Brief 1:
Answer these questions about the passage on Monensin and Lasalocid adsorption:
(a) What analytical method was used on the extracted compounds?
(b) Which sorbent showed little adsorption, as was expected?
(c) Which region does the passage say needs more research on the fate of these compounds?
Brief 2:
Revise the passage on Monensin and Lasalocid adsorption starting with "Adsorption was rapid" and going on through "the Great Lakes.", replacing "Northwest Ohio" with "northwestern Ohio".

Monensin and Lasalocid are veterinary ionophore antibiotics used for therapeutic and non-therapeutic treatment of livestock. Manure containing un-metabolized compounds is in turn used as beneficial amendment for agricultural crops, thus, these compounds may be available for transport through soils. These antibiotics have been detected in run-off, surface water, and groundwater and may be toxic to soil and aquatic biota. This research focuses on adsorption mechanisms of Monensin (MON) and Lasalocid (LAS) to clay constituents common in agricultural soils. Methods were developed to extract these compounds from water, soil, and sludge and for subsequent analysis using liquid chromatography tandem mass spectrometry. Batch equilibrium experiments indicated that Monensin and Lasalocid have unique adsorption mechanisms that are highly pH-dependent. Predicted order of adsorption strength and desorption capabilities were not observed.
Illite (ILL) had optimal adsorption conditions for and showed strong affinity for both LAS and MON. Desorption was very high in the competitive study. Kaolinite (KAO) showed moderate adsorption and desorption was nearly twice as high when the compounds were paired. Montmorillonite (MTM) displayed low adsorption and desorption was higher in the non-competitive study. More retention of LAS by MTM was apparent in the competitive study. Manure (MAN) used in this study did not show a strong affinity for the MON and LAS complexes. Desorption from this manure was low, particularly for LAS in the competitive study. Ottawa sand (OTS) showed little adsorption as was expected. Desorption was generally moderate, except for MON which was high, particularly in the non-competitive study. Soil (GLRI) adsorption was generally high and there was a one order of magnitude difference between the non-competitive and competitive studies.
Adsorption was rapid and partially irreversible unto all sorbents indicating that portions of these compounds may remain in soils, possibly toxic to biota until degradation occurs. Remaining adsorbed compound has limited availability for transport via runoff to surface waters, leaching to groundwater, transformation, and/or bioaccumulation. More research regarding the fate of Monensin and Lasalocid is necessary to fully understand their behavior in soil, particularly in Northwest Ohio which is a large agricultural region spatially proximate to the Great Lakes.

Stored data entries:
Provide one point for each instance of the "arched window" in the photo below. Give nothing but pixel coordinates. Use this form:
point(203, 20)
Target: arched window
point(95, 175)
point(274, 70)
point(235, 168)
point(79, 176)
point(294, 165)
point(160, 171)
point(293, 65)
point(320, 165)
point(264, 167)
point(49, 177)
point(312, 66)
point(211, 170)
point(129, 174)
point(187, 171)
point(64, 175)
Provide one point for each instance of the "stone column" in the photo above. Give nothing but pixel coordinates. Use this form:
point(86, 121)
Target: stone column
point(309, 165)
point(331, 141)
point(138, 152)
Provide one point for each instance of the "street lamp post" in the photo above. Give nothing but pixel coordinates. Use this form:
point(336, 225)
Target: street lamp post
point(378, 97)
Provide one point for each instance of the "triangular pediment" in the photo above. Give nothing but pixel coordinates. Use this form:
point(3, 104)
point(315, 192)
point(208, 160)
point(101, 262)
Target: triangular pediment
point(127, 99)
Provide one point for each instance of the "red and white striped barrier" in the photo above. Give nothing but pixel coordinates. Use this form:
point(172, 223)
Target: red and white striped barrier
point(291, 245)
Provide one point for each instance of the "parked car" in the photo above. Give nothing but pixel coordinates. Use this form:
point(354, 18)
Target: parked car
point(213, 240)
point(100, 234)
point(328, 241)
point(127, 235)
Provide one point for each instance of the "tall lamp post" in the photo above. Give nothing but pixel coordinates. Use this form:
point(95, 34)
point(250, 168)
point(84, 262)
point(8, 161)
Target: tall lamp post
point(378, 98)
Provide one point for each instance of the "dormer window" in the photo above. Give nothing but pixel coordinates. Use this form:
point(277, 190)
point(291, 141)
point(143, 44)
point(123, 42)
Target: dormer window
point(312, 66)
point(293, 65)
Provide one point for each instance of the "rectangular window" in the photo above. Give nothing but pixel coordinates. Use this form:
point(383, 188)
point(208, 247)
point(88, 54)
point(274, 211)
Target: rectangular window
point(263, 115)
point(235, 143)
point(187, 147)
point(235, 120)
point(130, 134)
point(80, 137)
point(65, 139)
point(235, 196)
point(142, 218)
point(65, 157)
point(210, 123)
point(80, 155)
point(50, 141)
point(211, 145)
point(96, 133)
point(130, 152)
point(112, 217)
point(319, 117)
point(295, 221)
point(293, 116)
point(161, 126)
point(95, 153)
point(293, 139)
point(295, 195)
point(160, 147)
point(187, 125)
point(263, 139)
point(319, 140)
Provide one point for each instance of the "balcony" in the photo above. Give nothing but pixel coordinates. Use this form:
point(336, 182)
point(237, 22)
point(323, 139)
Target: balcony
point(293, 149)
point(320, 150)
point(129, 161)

Exercise response 1:
(a) Liquid chromatography tandem mass spectrometry
(b) Ottawa sand (OTS)
(c) Northwest Ohio

Exercise response 2:
Adsorption was rapid and partially irreversible unto all sorbents indicating that portions of these compounds may remain in soils, possibly toxic to biota until degradation occurs. Remaining adsorbed compound has limited availability for transport via runoff to surface waters, leaching to groundwater, transformation, and/or bioaccumulation. More research regarding the fate of Monensin and Lasalocid is necessary to fully understand their behavior in soil, particularly in northwestern Ohio which is a large agricultural region spatially proximate to the Great Lakes.